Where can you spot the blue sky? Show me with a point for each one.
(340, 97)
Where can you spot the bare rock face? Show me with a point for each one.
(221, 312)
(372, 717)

▸ Try it:
Write out exactly the lines from the one containing "Where can you spot the bare" through the end of the data, both included. Add nothing else.

▸ Expected answer:
Where can you spot the bare rock face? Show me with a point for each one.
(221, 312)
(372, 717)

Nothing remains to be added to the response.